> _Sección de texto_

Según el testimonio de sus hijas mayores, en diversas ocasiones tenían que llevarle los alimentos a lugares poco lejos del pueblo, porque Minga no quería apartarse de la mujer que asistía; y también a veces, para compartir con ella su alimento dada la precaria condición económica de la familia… ¡Minga era pobre, pero supo ser pobre con su profunda solidaridad…! Los emolumentos y la retribución económica que recibía por su labor como partera, significaba las donaciones que las pobres familias le daban en especias, como por ejemplo: una gallina, verduras, arroz y otros; pero, muy poco dinero, y a veces la familia era tan pobre que no tenía nada que obsequiar a la partera por su inestimable servicio.
Cabe destacar, al presentar con nuestras líneas a esta buena y singular mujer, que cuando asistía a madres embarazadas en lugares muy remotos para ese tiempo, como Martinambo, Espavé, Pacora, Petraco, Platanares y otros, permanecía en estos lugares durante varios días en espera del parto; pero, mientras tanto, brindaba la atención necesaria y los consejos que sus conocimientos y experiencias le facilitaban. Con el sólo tacto de sus dedos en las partes pertinentes de la mujer embarazada, bastaba para que supiera si el parto estaba próximo o si había de esperarse un tiempo más.

> _Trabajo por hacer_
(1) Indica si cada afirmación concuerda con el texto sobre Minga; responde sí o no y cita textualmente las palabras del texto que lo deciden. (a) Minga recibía mucho dinero por su labor como partera. (b) Minga se quedaba varios días en lugares remotos en espera del parto. (c) Sus hijas mayores a veces le llevaban alimentos a lugares poco lejos del pueblo.
(2) Prolonga, por favor, el texto sobre Minga a partir de su última oración.
Las entradas son material independiente del texto sobre Minga.

> _Datos proporcionados_
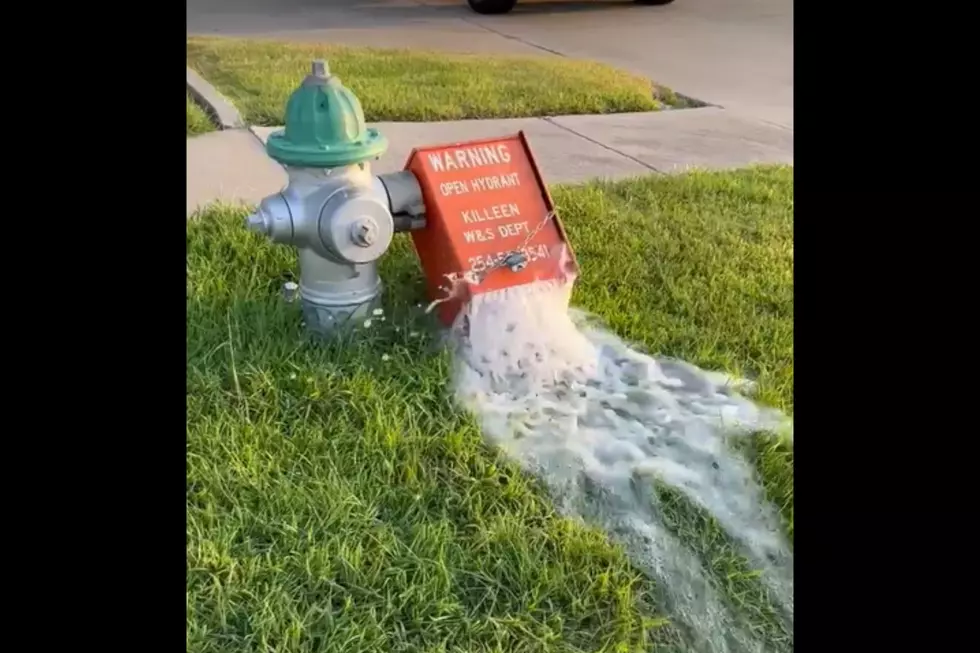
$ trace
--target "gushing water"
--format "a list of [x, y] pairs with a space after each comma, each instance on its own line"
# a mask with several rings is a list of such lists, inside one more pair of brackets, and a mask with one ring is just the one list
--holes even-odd
[[[773, 650], [736, 619], [664, 524], [654, 481], [712, 515], [762, 571], [791, 649], [792, 554], [751, 467], [727, 442], [789, 419], [735, 379], [634, 351], [569, 309], [572, 280], [475, 295], [453, 328], [455, 391], [485, 436], [603, 528], [652, 576], [696, 651]], [[782, 648], [782, 647], [780, 647]]]

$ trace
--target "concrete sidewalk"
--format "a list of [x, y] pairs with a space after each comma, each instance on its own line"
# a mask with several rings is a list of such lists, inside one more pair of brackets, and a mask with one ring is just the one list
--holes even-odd
[[[390, 143], [388, 152], [373, 164], [378, 173], [401, 170], [414, 147], [522, 130], [549, 183], [621, 179], [690, 167], [793, 163], [792, 129], [718, 107], [372, 126]], [[274, 129], [236, 129], [187, 139], [188, 215], [216, 200], [254, 204], [280, 190], [286, 174], [263, 147]]]

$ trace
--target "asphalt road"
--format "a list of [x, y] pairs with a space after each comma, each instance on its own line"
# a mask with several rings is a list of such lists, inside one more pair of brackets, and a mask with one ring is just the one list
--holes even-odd
[[603, 61], [745, 117], [793, 126], [793, 0], [187, 0], [188, 34]]

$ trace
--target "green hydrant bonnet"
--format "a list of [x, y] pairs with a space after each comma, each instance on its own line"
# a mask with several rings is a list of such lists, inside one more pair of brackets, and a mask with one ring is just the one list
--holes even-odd
[[286, 128], [269, 136], [265, 150], [287, 166], [339, 168], [375, 159], [388, 139], [368, 129], [357, 97], [330, 74], [324, 61], [286, 103]]

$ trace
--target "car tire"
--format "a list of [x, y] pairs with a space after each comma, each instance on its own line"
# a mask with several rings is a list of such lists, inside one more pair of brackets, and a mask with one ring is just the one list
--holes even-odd
[[466, 0], [470, 9], [478, 14], [506, 14], [514, 8], [517, 0]]

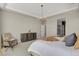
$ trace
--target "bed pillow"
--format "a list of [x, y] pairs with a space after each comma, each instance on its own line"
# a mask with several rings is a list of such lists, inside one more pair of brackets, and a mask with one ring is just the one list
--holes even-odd
[[46, 41], [58, 41], [58, 39], [56, 39], [55, 36], [49, 36], [46, 38]]
[[56, 36], [55, 38], [58, 39], [59, 41], [64, 42], [64, 38], [65, 38], [65, 36], [64, 36], [64, 37], [58, 37], [58, 36]]
[[66, 46], [73, 46], [77, 40], [76, 34], [72, 33], [65, 37], [65, 45]]

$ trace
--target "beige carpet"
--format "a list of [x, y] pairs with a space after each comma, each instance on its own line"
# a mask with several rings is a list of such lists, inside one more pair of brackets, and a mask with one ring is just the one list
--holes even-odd
[[19, 43], [14, 48], [3, 48], [0, 55], [2, 56], [29, 56], [27, 49], [33, 41]]

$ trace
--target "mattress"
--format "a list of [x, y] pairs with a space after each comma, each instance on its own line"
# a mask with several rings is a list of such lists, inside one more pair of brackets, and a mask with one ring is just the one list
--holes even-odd
[[79, 56], [79, 49], [67, 47], [61, 41], [36, 40], [30, 45], [28, 52], [35, 56]]

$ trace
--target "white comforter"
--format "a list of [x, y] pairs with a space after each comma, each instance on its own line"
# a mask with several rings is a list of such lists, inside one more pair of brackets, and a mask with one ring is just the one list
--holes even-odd
[[28, 52], [40, 56], [79, 56], [79, 49], [67, 47], [61, 41], [36, 40], [31, 44]]

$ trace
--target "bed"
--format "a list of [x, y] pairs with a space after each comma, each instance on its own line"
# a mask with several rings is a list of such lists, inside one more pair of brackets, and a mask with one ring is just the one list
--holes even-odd
[[34, 56], [79, 56], [79, 49], [65, 46], [62, 41], [36, 40], [28, 48]]

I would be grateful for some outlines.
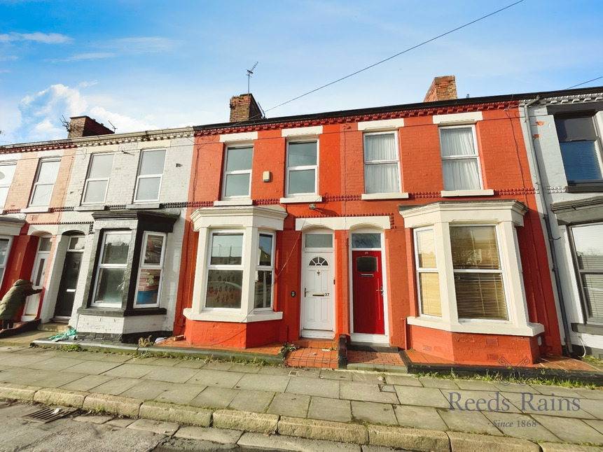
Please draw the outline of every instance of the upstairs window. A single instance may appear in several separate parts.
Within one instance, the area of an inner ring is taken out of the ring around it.
[[[165,161],[165,149],[141,151],[134,202],[159,201]]]
[[[567,182],[601,182],[601,143],[593,117],[557,117],[555,125]]]
[[[253,146],[226,148],[223,199],[249,197],[253,157]]]
[[[16,163],[3,163],[0,164],[0,209],[4,207],[6,202],[6,196],[8,195],[8,188],[13,182],[13,176],[15,175]],[[0,280],[1,281],[1,280]]]
[[[113,167],[113,154],[95,154],[90,157],[82,204],[104,202]]]
[[[317,141],[287,143],[287,196],[316,194],[318,191],[317,170]]]
[[[480,162],[473,126],[440,128],[445,190],[480,190]]]
[[[394,132],[364,134],[364,192],[400,192],[400,165]]]
[[[30,206],[50,206],[53,188],[59,173],[60,159],[41,160],[36,173],[36,181],[32,190]]]

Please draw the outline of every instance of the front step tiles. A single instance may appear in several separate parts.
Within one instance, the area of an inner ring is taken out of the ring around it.
[[[337,369],[337,346],[328,341],[302,339],[293,341],[297,348],[289,353],[285,363],[291,367]]]

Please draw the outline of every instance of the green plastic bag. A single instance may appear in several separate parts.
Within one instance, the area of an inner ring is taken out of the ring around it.
[[[71,328],[70,330],[67,330],[64,333],[51,336],[48,339],[53,341],[53,342],[58,342],[59,341],[73,340],[75,339],[77,334],[78,333],[74,328]]]

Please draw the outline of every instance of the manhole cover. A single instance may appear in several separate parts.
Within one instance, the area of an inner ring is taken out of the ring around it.
[[[22,416],[21,417],[27,421],[41,422],[43,424],[46,424],[47,422],[60,419],[69,413],[72,413],[75,409],[75,408],[43,408],[31,414]]]

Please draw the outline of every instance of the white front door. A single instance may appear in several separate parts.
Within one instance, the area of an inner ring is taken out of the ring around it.
[[[303,337],[334,337],[333,253],[306,250],[303,253],[302,293]]]
[[[30,281],[34,289],[41,289],[44,284],[44,278],[46,276],[46,267],[48,259],[50,257],[50,238],[41,237],[38,245],[38,253],[36,254],[36,260],[34,262],[34,271],[32,272]],[[23,315],[21,316],[22,322],[33,320],[38,318],[38,311],[40,308],[40,302],[42,299],[41,293],[36,293],[29,295],[25,302],[25,307],[23,309]]]

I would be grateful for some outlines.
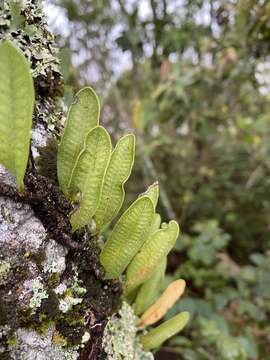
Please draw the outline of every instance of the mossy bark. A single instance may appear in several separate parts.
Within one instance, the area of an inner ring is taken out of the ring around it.
[[[31,63],[36,106],[24,197],[0,166],[0,358],[106,358],[103,329],[121,284],[103,279],[97,238],[71,234],[71,207],[58,189],[63,81],[42,1],[1,2],[4,38]]]

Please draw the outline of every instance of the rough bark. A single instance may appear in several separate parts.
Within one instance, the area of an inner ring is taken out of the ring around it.
[[[100,239],[89,230],[71,234],[71,208],[55,170],[64,112],[54,37],[41,0],[13,5],[1,1],[0,39],[14,41],[29,59],[36,106],[23,196],[0,167],[0,358],[106,358],[103,330],[121,284],[103,280]]]

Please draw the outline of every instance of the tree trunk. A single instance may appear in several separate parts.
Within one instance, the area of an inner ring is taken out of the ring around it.
[[[0,167],[0,358],[103,359],[103,330],[121,284],[102,279],[96,237],[70,235],[70,205],[56,180],[63,83],[42,1],[1,1],[4,38],[31,63],[36,106],[24,198]]]

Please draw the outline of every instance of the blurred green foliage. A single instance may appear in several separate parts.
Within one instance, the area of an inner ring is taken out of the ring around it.
[[[115,138],[137,132],[128,192],[158,179],[184,233],[168,279],[187,280],[173,311],[193,320],[157,359],[269,359],[269,1],[55,3],[84,54],[77,83],[105,86]]]

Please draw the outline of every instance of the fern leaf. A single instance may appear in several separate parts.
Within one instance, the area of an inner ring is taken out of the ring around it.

> _Respuestas numeradas_
(1)
(a) No: "pero, muy poco dinero".
(b) Sí: "permanecía en estos lugares durante varios días en espera del parto".
(c) Sí: "en diversas ocasiones tenían que llevarle los alimentos a lugares poco lejos del pueblo".

(2)
Al enfrentar un posible parto peligroso más allá del riesgo normal, lo primero que hacía nuestra partera, era recomendar a la futura madre y sus familiares trasladarse a un hospital o en su defecto, a la Unidad Sanitaria para que tuviera además, alguna atención médica profesional. Realizaba muchos partos con la seguridad de que concluido éste, la madre y el niño debían ser atendidos por un profesional. Quizás fueron éstas algunas de las razones para que nunca perdiera una criatura durante el trance. Es decir, entre otras cosas, la seguridad en los niveles de higiene y la adecuada condición física y nutricional.
Minga era una partera determinada y valiente a la hora de tomar una decisión; así nos lo confirma el testimonio de su hija Maritza.
“En una ocasión llegó a mi casa la chiva de Abuelo con una mujer embarazada que le daban ataques epilépticos, para que mi mamá la revisara. Yo me encontraba en la cama durmiendo con una de mis hermanas, entonces, con rapidez y decisión Minga me sacó de la cama y acostó a la parturienta que en ese preciso instante empezaba a parir “Todo resultó satisfactoriamente!”.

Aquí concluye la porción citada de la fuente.